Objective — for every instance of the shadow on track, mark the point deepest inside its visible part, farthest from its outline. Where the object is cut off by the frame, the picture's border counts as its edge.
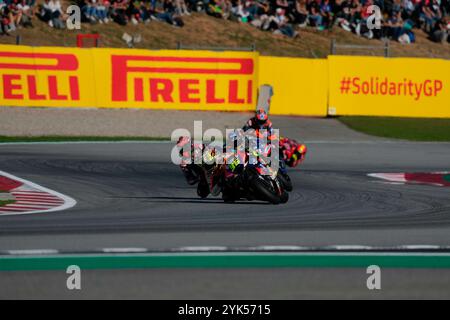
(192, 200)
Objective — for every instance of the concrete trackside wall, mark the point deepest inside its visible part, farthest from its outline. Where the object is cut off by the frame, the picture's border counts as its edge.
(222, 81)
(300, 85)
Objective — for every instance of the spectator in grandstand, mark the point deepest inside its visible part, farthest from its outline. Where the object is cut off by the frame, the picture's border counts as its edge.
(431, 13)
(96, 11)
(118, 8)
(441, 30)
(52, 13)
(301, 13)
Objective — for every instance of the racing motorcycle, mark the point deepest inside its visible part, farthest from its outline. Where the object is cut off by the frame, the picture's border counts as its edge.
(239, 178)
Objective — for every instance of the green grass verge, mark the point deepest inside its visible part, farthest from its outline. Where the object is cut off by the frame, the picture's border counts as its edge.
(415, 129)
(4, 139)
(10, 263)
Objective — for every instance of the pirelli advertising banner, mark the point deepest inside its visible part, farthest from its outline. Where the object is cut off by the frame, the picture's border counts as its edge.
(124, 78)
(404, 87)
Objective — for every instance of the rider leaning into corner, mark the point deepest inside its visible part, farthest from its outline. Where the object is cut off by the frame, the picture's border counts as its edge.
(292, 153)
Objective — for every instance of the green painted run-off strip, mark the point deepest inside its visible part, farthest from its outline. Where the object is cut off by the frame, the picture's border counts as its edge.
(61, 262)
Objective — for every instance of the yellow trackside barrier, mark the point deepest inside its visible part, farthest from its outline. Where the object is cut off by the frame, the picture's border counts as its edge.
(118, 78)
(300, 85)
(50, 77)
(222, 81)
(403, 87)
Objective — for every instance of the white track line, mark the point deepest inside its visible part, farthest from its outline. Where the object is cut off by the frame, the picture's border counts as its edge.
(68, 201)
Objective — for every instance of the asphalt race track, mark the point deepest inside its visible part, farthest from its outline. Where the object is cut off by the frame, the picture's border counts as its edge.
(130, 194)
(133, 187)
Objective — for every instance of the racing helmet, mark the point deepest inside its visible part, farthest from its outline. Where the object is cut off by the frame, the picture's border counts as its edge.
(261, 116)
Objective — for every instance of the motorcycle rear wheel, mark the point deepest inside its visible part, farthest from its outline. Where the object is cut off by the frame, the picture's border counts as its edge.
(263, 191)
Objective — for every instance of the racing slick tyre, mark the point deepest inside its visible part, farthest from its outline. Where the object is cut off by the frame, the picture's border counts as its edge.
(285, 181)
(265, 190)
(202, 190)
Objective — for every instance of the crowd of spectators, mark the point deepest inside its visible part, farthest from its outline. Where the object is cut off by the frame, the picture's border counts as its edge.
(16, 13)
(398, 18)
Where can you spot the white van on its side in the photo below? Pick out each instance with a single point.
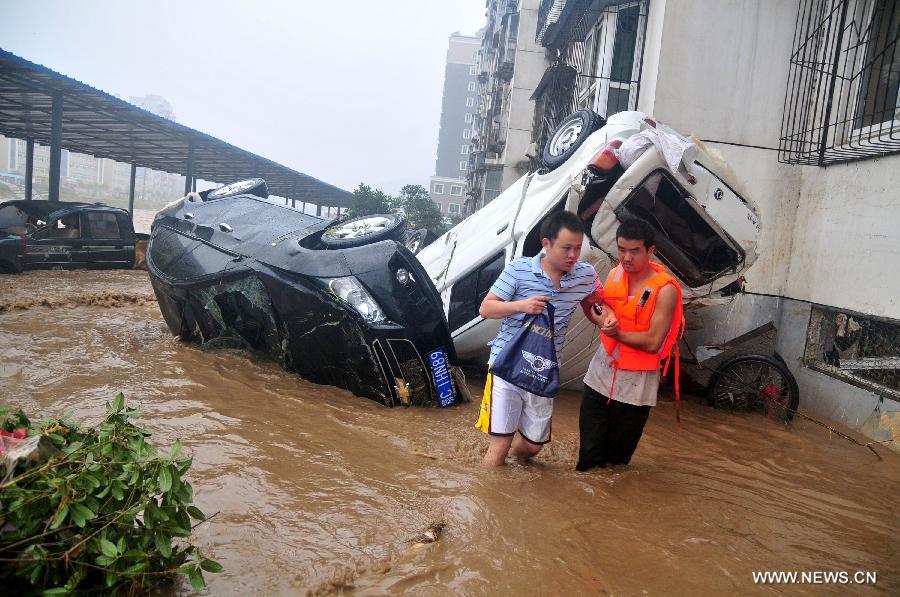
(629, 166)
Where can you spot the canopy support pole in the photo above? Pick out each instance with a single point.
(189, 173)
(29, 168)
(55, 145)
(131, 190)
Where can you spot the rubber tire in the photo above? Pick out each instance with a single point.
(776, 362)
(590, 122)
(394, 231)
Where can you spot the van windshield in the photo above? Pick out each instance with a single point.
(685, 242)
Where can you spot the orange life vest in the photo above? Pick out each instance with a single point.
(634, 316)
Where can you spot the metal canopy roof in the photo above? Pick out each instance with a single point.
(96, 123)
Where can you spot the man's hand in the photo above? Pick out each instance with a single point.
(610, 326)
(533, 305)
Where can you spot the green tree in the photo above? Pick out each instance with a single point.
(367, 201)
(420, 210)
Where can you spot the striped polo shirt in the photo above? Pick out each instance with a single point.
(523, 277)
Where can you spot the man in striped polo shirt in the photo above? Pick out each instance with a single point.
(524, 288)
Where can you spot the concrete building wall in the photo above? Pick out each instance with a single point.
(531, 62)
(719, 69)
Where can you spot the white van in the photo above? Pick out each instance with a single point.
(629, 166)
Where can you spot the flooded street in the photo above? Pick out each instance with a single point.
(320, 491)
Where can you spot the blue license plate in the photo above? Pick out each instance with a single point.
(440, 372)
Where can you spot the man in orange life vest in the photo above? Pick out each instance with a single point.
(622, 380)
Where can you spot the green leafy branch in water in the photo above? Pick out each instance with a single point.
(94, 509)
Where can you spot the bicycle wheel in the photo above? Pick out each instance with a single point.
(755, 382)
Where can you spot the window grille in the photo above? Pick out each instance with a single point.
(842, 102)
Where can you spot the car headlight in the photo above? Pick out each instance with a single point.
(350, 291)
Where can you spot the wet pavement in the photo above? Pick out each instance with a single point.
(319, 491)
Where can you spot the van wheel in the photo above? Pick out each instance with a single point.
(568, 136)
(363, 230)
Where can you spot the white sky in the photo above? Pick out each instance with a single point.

....................

Omit every picture, then repeat the remaining data exactly as it appears above.

Objective — for every instance of the shadow on track, mark the point deepest inside its visible part, farthest from its outline. Where the object is cut off by the frame, the picture's border counts as its edge.
(192, 200)
Objective — for every instance of the concrete trackside wall, mark the point deepest inside its visible part, farthest from its outline. Where the object is cut off by the frame, the picture's border counts as its edge.
(222, 81)
(300, 85)
Objective — for every instance of the spectator in grandstand, mark the point deepest inside its visible part, farthest from its outline. Where the object is cut off by the frame, the picture's border counts as its edge.
(431, 13)
(96, 11)
(118, 8)
(441, 30)
(52, 13)
(301, 13)
Objective — for every instance of the racing motorcycle, mark the point deepest inside its visible part, farthest from its outline. Where the object is cut off by the frame, the picture's border counts as its edge.
(239, 178)
Objective — for every instance of the green grass verge, mark the point deepest inside its visible part, farthest from its outline. Where the object is cut off by the frame, the picture's border counts as its edge.
(415, 129)
(4, 139)
(10, 263)
Objective — for every instance of the pirelli advertising banner, mark the point deepest inside its visible part, farthest from its outline. Where the object is cut off by the frame, the picture's border counts as its edge.
(124, 78)
(404, 87)
Objective — for every instance of the rider leaning into corner, mark the point deepest inside its visible part, farthest from its outline. Where the object is cut off by the frame, the picture's border counts as its edge.
(292, 153)
Objective — for every instance of the green painted run-off strip, mark the point deepest inside its visible part, farthest from its outline. Where the object is cut off by the frame, the picture's border counts as its edge.
(61, 262)
Objective — for every instance of the yellow trackside barrier, mark the point deepest inside its visible part, farthest from its outline. Where the object is cut off by the frame, the picture's border counts as its edge.
(118, 78)
(300, 85)
(50, 77)
(222, 81)
(403, 87)
Objective — for every instance of the white track line, mark the point deepest inside its visible part, farthest from its outline. Where the object is cut off by the frame, the picture's border counts as its edge.
(68, 201)
Objective — for every instance of the asphalt race track, mark the point deepest inside its visible part, farthest from its outline. Where the object is cut off by the frame, the picture's border counts as its edge.
(130, 194)
(133, 187)
Objective — for every instance of the racing helmet, mark the point deepest inside its visible part, farthest from its outline. Where the object is cut off by the frame, the picture's border counts as its edge.
(261, 116)
Objective — for every instance of the motorcycle rear wheel, mark the point deepest inside its visible part, farthest from its outline. Where the object is cut off by the frame, the picture's border counts as its edge.
(263, 191)
Objective — for every instance of the racing slick tyre, mark the point deepest inside its visible part, farthest from its outline. Where the object is cut off by the frame, the picture's border counts as its edge.
(285, 181)
(265, 190)
(202, 190)
Objective — for every instance of the crowd of spectators, mark the point deepest inside its visible part, farthest from its outline. Where the object is cut off by the frame, the picture's border counts as its edge.
(16, 13)
(398, 18)
Where can you spot the white van on its side in the photo below? Pick out each instance with a single point.
(629, 166)
Where can you spot the canopy support pole in the photo above? Pick out each instance with a single point.
(189, 173)
(29, 168)
(55, 145)
(131, 190)
Where can you spot the rubber tire in the photo above? Pick out each instance with a single point.
(776, 362)
(590, 122)
(394, 231)
Where can you spot the van windshield in the photo above? Pick out each instance with a single point.
(685, 242)
Where can you spot the orange life vest in the photo above? Pick out each instance with a single point.
(634, 316)
Where can you spot the metal canopy roof in the photo above? Pick out each instance with a single point.
(96, 123)
Where can you spot the man's hand in the photo above? Pick out each instance with a single point.
(610, 326)
(533, 305)
Where can you spot the green tree in the photo above? Pick out each instance with a single point.
(367, 201)
(420, 210)
Where can you spot the striped polo shirt in the photo above? Pick out each instance with a single point.
(523, 277)
Where can you spot the man in striped polo shirt in the photo above? Pick out each instance with a single point.
(524, 288)
Where can you spot the concrete building wall in the photo above? Pick out each instance with a single point.
(531, 62)
(719, 69)
Where can you spot the white van in the photo above? Pick out each instance with a single point.
(629, 166)
Where can you spot the flooded street in the photo above? Pick out each instance with a single point.
(320, 491)
Where can you spot the blue license plate in the photo above? Pick out each instance with a single point.
(440, 372)
Where can you spot the man in orange life vest in the photo above? Pick out each instance with a single point.
(622, 380)
Where can you spot the green leafy branch in water in the photo above? Pick out each instance with a single point.
(94, 509)
Where can you spot the bicycle wheel in the photo above? Pick out each instance with a single point.
(755, 382)
Where can you spot the window grille in the photo above? Pick out each instance with a single point.
(842, 102)
Where can you spot the car headlight in the photo above? Pick out each instance with a single point.
(350, 291)
Where can you spot the wet pavement in the photo above? Pick out each instance with a single point.
(319, 491)
Where can you spot the van wheel in the photo above? Pick out each instance with a single point.
(568, 136)
(363, 230)
Where can you spot the white sky in the photo above? Pick out each instance with a single point.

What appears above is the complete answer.